# [BRANO DA ESAMINARE]
★ ★ ★ ★ ★

Decenni, secoli di conoscenze accumulate sono svanite dinanzi alla schiacciante intimazione – diffusa a reti e testate giornalistiche unificate – a credere in pseudo dogmi scientifici i cui testimonial in camice bianco sono spesso contraddittori, inattendibili, gravati da vicinanza alle multinazionali farmaceutiche e compromissione con il potere politico. Le masse infantilizzate hanno rapidamente dimenticato che le proposizioni scientifiche non sono verità assolute ma acquisizioni provvisorie passibili di confutazione. Le personalità “intro-dirette” sono risultate una minoranza, sia pure non trascurabile, rispetto a una vasta massa acritica nutrita di parole d’ordine mediatiche. Di qui l’impossibilità di comprensione reciproca e lo smarrimento di fronte all’instabilità e all’intransigenza della folla. L’individuo guidato dal suo foro interiore è più equilibrato, libero e critico. Condivide alcuni principi e valori con il gruppo, ma ha principi a cui non rinuncia. Sebbene controcorrente, è meno manipolabile perché l’adesione a convinzioni radicate agisce come freno agli istinti, all’influenza emotiva dell’ambiente, dei media, dei governanti e dei gruppi di pressione. Senza adeguati elementi di giudizio, provenienti dalla cultura, dalla comunità e dalle convinzioni personali, gli individui finiscono prigionieri di dogmi, slogan, consegne senza senso ma di fascino immediato, diventando disponibili a cancellare ogni passato, definito malvagio e sbagliato. David Riesman non avrebbe immaginato che la folla da lui analizzata avrebbe un giorno reclamato la rimozione delle statue di Thomas Jefferson, padre della nazione americana.
Le generazioni postmoderne, insieme con l’animus del gregge, soffrono la sindrome di Peter Pan, la condizione psicologica di chi è incapace di crescere, diventare adulto e assumere responsabilità. Il dramma è che questa malattia che infantilizza, rende vulnerabili e deboli, è epidemica perché eterodiretta dal potere che ci vuole omologati, capi di bestiame con il codice a barre. In balia del presente e dell’”ultima” moda, canne al vento o foglie morte, paghi di essere “come tutti gli altri”: Peter Pan e la banda dei bambini sperduti.

★ ★ ★ ★ ★

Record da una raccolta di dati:
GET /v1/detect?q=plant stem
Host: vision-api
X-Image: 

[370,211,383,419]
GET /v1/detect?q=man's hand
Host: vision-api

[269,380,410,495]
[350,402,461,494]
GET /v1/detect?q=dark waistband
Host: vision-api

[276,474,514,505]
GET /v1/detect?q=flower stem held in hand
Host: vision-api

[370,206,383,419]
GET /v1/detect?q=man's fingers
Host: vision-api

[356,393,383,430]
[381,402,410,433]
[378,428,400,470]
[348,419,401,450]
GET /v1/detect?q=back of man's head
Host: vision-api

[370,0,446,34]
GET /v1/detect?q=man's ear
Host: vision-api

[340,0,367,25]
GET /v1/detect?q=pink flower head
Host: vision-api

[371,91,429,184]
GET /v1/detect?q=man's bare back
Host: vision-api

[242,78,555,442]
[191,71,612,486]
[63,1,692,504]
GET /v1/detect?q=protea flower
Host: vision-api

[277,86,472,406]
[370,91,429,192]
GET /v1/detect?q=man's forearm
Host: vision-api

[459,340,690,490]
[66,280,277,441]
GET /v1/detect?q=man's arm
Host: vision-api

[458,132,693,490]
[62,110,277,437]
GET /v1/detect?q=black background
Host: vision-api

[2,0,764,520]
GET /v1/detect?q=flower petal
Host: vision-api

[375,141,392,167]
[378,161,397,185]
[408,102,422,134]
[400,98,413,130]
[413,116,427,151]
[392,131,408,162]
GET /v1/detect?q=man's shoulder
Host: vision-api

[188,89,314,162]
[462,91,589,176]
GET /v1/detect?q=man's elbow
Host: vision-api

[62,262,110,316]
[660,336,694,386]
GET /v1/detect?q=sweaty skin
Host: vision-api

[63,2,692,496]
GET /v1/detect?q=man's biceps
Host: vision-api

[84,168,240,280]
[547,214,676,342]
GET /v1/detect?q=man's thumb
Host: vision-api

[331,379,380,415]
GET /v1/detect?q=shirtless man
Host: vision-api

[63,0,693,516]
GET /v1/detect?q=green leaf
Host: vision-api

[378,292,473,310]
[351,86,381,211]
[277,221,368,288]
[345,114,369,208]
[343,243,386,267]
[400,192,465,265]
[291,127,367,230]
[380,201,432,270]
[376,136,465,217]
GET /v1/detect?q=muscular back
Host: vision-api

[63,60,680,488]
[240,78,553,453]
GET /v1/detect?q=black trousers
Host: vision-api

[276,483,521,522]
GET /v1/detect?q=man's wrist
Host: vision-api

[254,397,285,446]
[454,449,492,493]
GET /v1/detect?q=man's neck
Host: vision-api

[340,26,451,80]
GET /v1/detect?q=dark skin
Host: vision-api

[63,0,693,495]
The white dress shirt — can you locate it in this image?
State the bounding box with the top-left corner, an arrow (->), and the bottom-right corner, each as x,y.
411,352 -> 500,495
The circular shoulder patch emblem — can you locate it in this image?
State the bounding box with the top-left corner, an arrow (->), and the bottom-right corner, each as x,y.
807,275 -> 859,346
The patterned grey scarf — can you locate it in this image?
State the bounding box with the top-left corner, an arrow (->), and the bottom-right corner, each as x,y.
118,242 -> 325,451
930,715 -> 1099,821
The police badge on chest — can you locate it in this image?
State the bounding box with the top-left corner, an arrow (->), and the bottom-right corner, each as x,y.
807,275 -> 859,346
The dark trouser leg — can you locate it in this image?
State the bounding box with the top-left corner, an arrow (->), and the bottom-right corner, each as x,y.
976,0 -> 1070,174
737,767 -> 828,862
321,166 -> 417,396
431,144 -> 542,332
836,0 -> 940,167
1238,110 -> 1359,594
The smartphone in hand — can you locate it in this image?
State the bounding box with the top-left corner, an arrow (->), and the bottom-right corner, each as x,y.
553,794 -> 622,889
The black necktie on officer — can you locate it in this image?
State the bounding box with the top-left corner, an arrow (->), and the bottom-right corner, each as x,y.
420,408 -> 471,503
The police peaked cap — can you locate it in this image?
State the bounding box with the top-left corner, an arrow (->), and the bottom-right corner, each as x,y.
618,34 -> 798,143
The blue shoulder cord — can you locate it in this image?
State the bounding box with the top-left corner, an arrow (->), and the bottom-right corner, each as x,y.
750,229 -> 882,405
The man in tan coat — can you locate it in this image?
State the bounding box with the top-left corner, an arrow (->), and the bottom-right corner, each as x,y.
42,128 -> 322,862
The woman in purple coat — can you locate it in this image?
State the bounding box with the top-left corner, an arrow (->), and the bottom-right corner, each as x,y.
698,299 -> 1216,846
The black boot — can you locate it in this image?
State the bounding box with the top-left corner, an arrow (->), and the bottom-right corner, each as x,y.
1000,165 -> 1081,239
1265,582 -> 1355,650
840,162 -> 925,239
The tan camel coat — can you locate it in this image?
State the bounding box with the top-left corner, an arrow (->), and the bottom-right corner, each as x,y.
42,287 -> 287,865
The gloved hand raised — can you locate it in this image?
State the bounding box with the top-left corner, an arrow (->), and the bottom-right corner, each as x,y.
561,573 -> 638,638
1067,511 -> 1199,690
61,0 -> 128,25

★ ★ ★ ★ ★

# [ESPLORA IL MATERIALE]
(1) Riscrivi il brano a partire da "Le generazioni postmoderne, insieme" e proseguendo fino a "dei bambini sperduti.", mettendo "branco" al posto di "gregge".
(2) Secondo il brano, di quale sindrome soffrono le generazioni postmoderne?
Basati soltanto sul brano.

# [RISPOSTE AGLI ESERCIZI]
(1)
Le generazioni postmoderne, insieme con l’animus del branco, soffrono la sindrome di Peter Pan, la condizione psicologica di chi è incapace di crescere, diventare adulto e assumere responsabilità. Il dramma è che questa malattia che infantilizza, rende vulnerabili e deboli, è epidemica perché eterodiretta dal potere che ci vuole omologati, capi di bestiame con il codice a barre. In balia del presente e dell’”ultima” moda, canne al vento o foglie morte, paghi di essere “come tutti gli altri”: Peter Pan e la banda dei bambini sperduti.

(2) Della sindrome di Peter Pan.